* Okuma metni

Dünkü kaldığımız yerden devam edelim:
Mustafa Kemal ve Albay İsmet Bey arasında geçen ordunun yeniden düzenlenmesi mutabakatı iki silah arkadaşı arasında sır olarak kalmıştır. Çünkü Kuvvay-ı Milliye ve çeşitli yerlerde ortaya çıkan İngilizlerin efsanevi kahramanı Robin Hood gibi efelerin kurduğu çeteler ve Çerkez Ethem’in birlikleri disiplinsiz de olsalar vatan belledikleri toprağı korumak için savaşıyorlardı. Bunları çok büyük bir hata işlemedikleri sürece kullanmakta yarar görülüyordu. Şu gerçeği de anımsatalım. Henüz kongreler bitmemiş ve boynunda Dürrizade’nin idam fermanı bulunan Atatürk ve arkadaşları henüz Ankara’ya ulaşmamıştı.
23 Nisan 1920’de açılan TBMM’de Edirne milletvekili olarak yer alan Albay İsmet Bey Mustafa Kemal’in başkanlığında oluşturulan “Geçici Yürütme Kuruluna” da üye seçilmişti. O kurulda Kazım Karabekir, Cebesoy, Refet Bele gibi bir çok general yanında Albay İsmet’e yer verilmesi ordudaki kıdem ve hiyerarşi anlayışı nedeniyle eleştirilere yol açtı. Dahası 3 Mayıs 1920’de Milli Savunma Bakanlığı'na Fevzi Çakmak, Genelkurmay Başkanlığına da Mustafa Kemal’in isteği üzerine Albay İsmet’in seçilmesi aslında İstanbul mutabakatının ve yeni ordunun düzenlenmesi görevinin bir gereği olarak düşünülebilir. Genelkurmay Başkanı Albay İsmet ilk iş olarak Çerkez Ethem’e Umum Kuvvay-i Seyyare (Genel Gezici Kuvvetleri Komutanı) sıfatı vermişti. Çerkez Ethem bir süre sonra Albay İsmet’in ülke savunmasını yapacak güçlü bir ordu oluşturmaya çalıştığını fark ederken, İstanbul hükümeti Albay İsmet’i de 5 Nisan 1920’de bir fetva ile idama mahkum etti. Dürrizade’nin fetvası sizlere bugünleri anımsatabilir. Fetva şöyle bir soruyla başlıyordu:
SORU- “ Ülkede fitne yaratmaya çalıştıkları meydana çıkan ve gerçeklik kazanan söz konusu yöneticiler ve onlara yardım edenler bagi (asi) olup dağılmaları hakkında yayımlanan padişah buyruğundan sonra da inat ve fesatlarında ısrar ederlerse, onların kötülüklerinden ülkeyi temizlemek ve halkı onların zararlarından korumak vacip olup, katlolunmaları şeriata uygun ve farz olur mu?”

* Kayıtlı veriler

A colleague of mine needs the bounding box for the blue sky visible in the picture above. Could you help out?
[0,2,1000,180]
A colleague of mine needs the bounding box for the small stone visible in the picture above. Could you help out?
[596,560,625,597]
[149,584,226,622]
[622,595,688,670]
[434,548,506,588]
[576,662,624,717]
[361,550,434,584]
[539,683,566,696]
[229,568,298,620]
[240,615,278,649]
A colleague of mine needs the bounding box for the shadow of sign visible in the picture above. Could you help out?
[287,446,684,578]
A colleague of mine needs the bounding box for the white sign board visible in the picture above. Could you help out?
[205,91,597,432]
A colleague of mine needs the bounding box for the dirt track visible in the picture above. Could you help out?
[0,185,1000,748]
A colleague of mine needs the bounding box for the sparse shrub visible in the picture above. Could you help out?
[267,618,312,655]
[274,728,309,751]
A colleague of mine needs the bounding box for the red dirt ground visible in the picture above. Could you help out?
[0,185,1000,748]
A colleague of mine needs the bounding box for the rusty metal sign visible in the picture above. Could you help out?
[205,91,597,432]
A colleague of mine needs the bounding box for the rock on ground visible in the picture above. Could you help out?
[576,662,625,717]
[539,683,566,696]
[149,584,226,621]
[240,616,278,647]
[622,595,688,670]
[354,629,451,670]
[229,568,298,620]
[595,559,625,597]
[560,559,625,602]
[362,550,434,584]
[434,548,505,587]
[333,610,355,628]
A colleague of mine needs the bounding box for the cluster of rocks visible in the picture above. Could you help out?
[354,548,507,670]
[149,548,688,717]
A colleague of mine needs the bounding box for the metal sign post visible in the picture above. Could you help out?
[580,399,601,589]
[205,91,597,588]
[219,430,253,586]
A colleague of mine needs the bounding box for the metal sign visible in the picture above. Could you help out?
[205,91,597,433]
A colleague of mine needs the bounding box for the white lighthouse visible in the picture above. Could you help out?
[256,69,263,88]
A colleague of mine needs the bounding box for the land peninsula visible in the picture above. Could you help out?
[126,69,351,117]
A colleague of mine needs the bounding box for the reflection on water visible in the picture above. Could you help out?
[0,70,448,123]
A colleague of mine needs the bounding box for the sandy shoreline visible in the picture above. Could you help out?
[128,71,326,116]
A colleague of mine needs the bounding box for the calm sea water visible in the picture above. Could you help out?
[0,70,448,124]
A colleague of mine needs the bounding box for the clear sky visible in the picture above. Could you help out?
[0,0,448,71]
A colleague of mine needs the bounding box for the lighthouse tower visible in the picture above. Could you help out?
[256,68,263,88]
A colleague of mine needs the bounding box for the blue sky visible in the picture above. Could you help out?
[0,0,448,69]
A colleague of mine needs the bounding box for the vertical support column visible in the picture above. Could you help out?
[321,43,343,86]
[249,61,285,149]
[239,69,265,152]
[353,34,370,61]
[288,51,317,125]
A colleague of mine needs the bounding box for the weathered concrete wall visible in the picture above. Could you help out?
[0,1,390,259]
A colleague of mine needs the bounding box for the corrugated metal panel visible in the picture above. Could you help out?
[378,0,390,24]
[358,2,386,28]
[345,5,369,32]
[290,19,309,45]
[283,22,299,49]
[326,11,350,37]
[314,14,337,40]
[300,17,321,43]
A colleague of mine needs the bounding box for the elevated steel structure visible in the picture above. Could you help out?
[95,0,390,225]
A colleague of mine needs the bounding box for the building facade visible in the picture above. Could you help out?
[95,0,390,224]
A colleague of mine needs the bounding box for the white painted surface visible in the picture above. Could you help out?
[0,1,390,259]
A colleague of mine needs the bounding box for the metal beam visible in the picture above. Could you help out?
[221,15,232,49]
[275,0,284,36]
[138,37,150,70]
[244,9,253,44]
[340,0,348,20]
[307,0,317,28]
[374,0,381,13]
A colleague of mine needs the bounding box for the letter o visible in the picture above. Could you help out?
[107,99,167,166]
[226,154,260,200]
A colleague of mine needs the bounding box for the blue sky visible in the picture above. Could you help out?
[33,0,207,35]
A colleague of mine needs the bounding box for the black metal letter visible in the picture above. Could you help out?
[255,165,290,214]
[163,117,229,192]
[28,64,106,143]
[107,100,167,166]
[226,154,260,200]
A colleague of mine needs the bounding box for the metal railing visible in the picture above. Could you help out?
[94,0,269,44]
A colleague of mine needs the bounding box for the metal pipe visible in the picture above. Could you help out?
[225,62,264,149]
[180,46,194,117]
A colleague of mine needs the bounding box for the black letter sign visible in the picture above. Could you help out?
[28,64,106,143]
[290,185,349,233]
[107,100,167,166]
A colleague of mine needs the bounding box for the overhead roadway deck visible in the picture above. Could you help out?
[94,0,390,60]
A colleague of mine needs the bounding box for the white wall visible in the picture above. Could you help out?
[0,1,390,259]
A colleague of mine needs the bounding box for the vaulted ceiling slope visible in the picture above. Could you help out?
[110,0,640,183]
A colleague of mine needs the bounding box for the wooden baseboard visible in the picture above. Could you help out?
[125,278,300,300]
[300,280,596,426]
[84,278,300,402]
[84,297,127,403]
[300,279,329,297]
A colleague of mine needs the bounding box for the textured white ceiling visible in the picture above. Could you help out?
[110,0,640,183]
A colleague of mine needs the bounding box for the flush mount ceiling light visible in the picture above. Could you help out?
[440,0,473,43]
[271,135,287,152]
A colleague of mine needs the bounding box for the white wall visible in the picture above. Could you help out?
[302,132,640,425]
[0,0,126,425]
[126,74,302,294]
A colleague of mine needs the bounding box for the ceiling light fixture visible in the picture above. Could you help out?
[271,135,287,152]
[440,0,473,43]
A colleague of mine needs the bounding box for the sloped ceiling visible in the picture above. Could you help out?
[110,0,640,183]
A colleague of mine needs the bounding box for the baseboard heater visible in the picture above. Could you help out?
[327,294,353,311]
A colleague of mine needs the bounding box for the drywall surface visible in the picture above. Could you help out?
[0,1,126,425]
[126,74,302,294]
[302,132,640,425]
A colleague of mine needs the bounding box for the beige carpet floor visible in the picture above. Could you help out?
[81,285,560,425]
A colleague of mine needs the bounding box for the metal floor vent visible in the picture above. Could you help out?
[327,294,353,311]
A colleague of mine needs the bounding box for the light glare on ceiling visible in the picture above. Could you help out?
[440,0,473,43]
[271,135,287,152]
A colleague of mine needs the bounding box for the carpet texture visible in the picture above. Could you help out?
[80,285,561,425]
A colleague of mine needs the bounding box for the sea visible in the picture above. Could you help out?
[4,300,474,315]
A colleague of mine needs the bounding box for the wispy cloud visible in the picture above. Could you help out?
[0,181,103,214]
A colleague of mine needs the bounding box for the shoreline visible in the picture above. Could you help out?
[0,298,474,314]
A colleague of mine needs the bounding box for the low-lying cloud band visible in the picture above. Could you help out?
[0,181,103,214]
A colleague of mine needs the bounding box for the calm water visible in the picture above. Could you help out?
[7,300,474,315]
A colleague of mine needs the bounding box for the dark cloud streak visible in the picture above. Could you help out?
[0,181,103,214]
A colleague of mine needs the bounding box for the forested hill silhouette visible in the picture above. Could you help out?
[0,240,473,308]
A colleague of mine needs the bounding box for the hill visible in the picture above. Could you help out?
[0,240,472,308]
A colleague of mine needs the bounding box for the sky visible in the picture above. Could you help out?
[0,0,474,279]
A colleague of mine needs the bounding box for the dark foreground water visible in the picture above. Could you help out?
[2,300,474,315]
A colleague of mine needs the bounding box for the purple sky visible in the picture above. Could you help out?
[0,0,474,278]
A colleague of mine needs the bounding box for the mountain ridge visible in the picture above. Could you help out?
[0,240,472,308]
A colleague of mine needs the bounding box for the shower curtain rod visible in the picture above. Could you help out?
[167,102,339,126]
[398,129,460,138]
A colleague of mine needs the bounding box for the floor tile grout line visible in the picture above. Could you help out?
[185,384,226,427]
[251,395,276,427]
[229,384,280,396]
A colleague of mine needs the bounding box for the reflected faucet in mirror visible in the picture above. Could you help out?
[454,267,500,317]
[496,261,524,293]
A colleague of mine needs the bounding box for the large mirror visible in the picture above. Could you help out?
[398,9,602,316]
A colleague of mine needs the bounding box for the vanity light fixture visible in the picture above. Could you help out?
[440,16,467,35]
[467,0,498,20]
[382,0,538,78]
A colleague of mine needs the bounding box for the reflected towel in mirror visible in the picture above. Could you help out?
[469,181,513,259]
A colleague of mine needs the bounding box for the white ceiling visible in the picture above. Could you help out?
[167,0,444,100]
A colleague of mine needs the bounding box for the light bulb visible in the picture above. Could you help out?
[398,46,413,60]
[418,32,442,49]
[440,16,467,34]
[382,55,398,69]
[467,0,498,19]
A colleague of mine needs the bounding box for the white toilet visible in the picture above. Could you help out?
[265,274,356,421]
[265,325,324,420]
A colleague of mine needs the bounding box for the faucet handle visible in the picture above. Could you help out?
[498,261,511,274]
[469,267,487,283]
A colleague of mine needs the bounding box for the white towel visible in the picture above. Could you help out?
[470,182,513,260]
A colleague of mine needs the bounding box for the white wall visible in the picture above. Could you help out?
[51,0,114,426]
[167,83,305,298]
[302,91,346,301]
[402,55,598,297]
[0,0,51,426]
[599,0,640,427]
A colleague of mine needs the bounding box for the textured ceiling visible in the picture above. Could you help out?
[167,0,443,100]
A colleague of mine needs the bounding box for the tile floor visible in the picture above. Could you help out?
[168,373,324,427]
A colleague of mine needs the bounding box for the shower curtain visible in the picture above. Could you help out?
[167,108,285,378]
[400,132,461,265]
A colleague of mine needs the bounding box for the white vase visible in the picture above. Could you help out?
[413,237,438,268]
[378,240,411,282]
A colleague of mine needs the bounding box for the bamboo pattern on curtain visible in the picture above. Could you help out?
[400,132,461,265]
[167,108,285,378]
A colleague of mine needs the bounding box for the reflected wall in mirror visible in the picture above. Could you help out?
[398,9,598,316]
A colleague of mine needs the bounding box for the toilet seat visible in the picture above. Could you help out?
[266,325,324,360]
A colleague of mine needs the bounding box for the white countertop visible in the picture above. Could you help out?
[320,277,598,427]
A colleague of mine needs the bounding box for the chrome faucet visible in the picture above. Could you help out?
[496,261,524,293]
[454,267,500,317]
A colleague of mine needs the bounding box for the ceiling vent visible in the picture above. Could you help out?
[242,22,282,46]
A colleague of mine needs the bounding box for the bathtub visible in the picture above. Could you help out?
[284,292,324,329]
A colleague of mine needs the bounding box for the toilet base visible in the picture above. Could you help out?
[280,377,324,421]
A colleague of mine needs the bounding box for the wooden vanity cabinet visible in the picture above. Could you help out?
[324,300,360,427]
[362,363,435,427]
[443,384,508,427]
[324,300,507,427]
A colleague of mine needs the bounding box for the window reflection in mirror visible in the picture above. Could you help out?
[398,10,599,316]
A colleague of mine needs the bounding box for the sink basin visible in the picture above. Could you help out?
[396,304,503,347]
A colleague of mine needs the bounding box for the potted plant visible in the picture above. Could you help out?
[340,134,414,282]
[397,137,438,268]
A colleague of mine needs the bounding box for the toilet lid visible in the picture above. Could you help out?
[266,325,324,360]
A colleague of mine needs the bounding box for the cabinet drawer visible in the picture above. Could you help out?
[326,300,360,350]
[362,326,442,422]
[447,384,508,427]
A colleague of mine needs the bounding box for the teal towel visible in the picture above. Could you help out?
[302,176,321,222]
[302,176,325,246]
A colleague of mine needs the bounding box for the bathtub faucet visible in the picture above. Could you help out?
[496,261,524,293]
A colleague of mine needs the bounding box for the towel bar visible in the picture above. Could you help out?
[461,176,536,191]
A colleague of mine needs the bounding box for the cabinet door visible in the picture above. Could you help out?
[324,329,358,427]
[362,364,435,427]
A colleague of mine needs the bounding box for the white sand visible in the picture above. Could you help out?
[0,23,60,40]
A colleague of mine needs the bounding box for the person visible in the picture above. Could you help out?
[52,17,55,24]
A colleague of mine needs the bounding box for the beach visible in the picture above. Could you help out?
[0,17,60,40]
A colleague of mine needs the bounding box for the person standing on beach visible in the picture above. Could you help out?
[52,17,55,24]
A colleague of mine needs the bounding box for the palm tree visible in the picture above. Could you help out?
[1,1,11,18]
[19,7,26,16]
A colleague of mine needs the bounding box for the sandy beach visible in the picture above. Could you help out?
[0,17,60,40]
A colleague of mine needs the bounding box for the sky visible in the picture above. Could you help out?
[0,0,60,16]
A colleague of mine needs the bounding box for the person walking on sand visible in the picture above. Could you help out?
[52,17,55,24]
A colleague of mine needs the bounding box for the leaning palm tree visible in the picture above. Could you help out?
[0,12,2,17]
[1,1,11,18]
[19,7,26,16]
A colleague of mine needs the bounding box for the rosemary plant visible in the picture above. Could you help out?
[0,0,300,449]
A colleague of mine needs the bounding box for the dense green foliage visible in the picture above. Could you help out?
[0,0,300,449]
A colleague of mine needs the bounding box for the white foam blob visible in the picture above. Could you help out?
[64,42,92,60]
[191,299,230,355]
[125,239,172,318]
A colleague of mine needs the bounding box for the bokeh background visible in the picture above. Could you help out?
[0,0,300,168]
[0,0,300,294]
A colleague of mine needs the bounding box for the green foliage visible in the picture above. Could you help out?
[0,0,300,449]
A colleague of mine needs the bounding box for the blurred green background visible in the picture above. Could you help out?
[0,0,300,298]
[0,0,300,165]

* Görev listesi
**1.** Okuma metnine göre Genelkurmay Başkanı Albay İsmet, Çerkez Ethem'e ilk iş olarak hangi sıfatı vermişti?
**2.** Dürrizade fetvasını ve Albay İsmet'i anlatan metni, son cümlesinden sonrasını yazarak tamamlayın.
Veriler, metinden ayrı bir malzemedir.

* Yanıtlar
**1.** Umum Kuvvay-i Seyyare (Genel Gezici Kuvvetleri Komutanı) sıfatını vermişti.

**2.**
CEVAP: “Herşeyi bilen yüce Allah’tır. Olur!”
Damat Ferit hükümeti milli güçlere karşı savaş açarken Kuvvay-i İnzibatiye diye yeni bir polis güç oluşturmuş ve Anadolu ayaklanmalarının tahrikçisi olmuşlardı.(bkz. Bir Numaralı Tanık Kurtul Altuğ 3.baskı-İSİM Yayınları)
Bu fetvalar pek işe yaramadı ve Sivas Kongresi'nde Yunanlılara karşı koymaya çalışan 20. Kolordu Komutanı Ali Fuat Cebesoy Umumi Kuvvay-ı Milliye komutanlığına atandı. Batı Cephesi komutanı Ali Fuat Cebesoy, Gediz’de bulunan bir Yunan tümenine saldırmak istediğinde Genelkurmay Başkanı, henüz hazırlığını tamamlamadığını söyleyerek bu girişimin uygun olmadığını belirtmişti. Çerkez Ethem ve kuvvetleri de İsmet Paşa'ya karşı çıktıklarından başarısızlığı ordu birliklerine yükleyerek Türk ordusu için ciddi bir tehlike haline gelmişti. Bir süre sonra Çerkez Ethem Yunanlılara sığındı. Birinci İnönü Savaşı ve zaferi İsmet Paşa tarafından kazanıldı ve böylece İsmet İnönü 15 Ocak 1921’de Batı ordusu komutanı olarak Türk ordusunun disiplinli bir ordu olduğunu hem düşmana hem de dünyaya kanıtladı. İnönü savaşın bir dönüm noktası oluşturduğunu şöyle ifade etmişti.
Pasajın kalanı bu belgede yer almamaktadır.